▸ Listed records:
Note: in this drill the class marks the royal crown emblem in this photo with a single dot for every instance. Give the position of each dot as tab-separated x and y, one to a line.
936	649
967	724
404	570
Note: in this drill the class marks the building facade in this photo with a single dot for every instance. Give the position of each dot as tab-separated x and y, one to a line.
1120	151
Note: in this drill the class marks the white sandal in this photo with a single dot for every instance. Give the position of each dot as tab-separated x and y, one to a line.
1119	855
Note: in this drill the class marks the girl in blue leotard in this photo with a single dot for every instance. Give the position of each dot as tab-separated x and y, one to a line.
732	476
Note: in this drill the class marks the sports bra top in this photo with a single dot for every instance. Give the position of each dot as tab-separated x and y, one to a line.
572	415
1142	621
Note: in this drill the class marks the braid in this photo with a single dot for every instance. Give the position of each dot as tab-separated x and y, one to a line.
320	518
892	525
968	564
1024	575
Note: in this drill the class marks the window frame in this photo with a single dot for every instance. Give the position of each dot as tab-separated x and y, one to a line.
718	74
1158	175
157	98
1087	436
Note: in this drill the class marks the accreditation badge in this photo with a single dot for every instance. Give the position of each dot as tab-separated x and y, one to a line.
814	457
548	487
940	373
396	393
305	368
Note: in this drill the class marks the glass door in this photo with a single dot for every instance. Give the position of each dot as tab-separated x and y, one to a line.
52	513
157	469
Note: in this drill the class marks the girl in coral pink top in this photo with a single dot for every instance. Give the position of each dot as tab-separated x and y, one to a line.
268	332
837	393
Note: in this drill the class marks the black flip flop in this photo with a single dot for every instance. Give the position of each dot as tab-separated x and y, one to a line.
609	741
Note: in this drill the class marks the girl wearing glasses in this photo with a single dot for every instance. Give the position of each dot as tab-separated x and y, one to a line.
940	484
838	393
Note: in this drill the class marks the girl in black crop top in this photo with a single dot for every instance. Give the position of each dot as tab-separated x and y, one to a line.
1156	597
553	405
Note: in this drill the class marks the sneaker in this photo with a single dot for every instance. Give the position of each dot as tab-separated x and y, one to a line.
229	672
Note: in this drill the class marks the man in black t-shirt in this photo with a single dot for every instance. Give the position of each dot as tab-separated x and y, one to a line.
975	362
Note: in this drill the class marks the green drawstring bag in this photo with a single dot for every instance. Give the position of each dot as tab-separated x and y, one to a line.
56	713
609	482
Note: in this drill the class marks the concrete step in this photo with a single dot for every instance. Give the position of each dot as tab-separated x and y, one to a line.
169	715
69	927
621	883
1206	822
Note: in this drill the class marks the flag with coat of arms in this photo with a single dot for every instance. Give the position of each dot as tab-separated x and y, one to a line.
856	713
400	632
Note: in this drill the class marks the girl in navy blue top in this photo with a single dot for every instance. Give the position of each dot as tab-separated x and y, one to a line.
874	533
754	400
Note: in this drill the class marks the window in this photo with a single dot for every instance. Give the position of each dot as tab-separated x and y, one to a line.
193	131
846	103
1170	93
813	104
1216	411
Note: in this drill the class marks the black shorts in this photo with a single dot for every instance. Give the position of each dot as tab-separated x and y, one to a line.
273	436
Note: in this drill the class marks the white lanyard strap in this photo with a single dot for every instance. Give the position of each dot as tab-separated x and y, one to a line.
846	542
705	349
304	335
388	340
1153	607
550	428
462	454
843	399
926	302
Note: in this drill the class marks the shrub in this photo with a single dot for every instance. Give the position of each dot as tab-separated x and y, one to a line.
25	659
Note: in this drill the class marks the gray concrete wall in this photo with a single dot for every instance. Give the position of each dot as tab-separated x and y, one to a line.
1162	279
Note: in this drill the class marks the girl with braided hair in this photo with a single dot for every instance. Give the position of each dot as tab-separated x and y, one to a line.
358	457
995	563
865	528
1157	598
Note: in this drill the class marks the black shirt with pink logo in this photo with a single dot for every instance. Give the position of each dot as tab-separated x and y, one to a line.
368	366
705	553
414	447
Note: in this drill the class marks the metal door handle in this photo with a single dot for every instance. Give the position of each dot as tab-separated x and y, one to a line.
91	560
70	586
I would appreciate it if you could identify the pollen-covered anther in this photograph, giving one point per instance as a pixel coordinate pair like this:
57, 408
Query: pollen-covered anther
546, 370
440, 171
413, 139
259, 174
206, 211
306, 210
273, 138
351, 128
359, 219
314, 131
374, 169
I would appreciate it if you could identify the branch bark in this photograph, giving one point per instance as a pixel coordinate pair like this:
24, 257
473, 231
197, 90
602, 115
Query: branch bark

▸ Your goal: Provide solely the number of lines in the data that include the word "giving".

▸ Answer box: 2